What you have to do: What appears from the first line of the records below through the line containing "drop a point: the ribbon knot" must be reproduced verbatim.

(Stored data entries)
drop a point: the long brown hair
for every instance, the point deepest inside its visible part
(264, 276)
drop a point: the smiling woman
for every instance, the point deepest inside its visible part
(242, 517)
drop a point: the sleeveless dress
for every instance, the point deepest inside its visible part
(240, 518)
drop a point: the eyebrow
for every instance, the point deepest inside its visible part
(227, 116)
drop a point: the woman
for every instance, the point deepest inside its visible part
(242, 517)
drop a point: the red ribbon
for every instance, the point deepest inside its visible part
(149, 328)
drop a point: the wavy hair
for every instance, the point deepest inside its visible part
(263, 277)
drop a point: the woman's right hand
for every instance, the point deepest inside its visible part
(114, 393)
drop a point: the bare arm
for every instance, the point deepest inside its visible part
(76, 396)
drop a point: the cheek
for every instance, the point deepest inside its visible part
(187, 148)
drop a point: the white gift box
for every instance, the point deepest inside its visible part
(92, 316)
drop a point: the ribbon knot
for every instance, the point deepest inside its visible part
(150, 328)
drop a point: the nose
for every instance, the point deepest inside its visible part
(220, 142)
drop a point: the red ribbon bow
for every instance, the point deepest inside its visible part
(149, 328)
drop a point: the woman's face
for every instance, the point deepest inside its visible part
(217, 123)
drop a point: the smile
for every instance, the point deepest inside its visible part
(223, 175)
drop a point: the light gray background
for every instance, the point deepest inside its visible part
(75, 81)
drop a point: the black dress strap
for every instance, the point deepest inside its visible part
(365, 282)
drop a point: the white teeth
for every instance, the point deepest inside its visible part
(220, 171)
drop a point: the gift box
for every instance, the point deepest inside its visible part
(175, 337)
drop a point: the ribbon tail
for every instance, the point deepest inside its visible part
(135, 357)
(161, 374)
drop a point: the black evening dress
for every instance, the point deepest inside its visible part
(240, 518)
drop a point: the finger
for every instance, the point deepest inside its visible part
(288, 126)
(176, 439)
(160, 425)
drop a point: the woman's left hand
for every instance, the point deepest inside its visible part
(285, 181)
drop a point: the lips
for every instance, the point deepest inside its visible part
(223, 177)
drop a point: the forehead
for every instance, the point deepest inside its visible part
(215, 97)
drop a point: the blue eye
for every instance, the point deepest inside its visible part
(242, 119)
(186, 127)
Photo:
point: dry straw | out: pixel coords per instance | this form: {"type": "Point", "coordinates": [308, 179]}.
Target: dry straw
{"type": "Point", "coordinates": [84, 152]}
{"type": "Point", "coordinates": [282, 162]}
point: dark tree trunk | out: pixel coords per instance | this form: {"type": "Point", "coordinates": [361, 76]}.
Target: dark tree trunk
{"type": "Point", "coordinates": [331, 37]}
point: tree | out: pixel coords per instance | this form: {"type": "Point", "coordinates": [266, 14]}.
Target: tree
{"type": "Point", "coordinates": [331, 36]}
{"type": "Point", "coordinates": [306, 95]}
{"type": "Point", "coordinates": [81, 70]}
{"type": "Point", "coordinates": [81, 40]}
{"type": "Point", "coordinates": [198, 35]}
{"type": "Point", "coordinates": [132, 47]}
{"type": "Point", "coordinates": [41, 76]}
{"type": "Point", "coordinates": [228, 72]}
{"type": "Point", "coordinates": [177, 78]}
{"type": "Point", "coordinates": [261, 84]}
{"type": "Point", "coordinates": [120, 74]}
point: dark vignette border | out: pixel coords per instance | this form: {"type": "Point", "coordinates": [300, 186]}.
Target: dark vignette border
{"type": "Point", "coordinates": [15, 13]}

Answer for this exercise:
drop a point: the long brown hair
for every instance, the point deepest inside its visible part
(264, 276)
drop a point: the smiling woman
for every instance, the point deepest inside its visible part
(242, 517)
drop a point: the sleeveless dress
for every instance, the point deepest inside its visible part
(240, 518)
drop a point: the eyebrow
for every instance, the point deepest inside its visible part
(227, 116)
drop a point: the woman
for every instance, the point deepest inside its visible part
(242, 517)
drop a point: the red ribbon
for every instance, the point deepest inside its visible part
(149, 328)
drop a point: the wavy hair
for every instance, the point deepest inside its visible part
(263, 277)
drop a point: the woman's right hand
for every instance, the point deepest inside its visible part
(114, 393)
drop a point: the bare arm
for every instance, the point deepest inside its visible part
(76, 396)
drop a point: the cheek
for every instance, the point deepest inside its visible part
(187, 148)
drop a point: the white gift box
for every instance, the point deepest inside its visible part
(92, 316)
drop a point: the ribbon knot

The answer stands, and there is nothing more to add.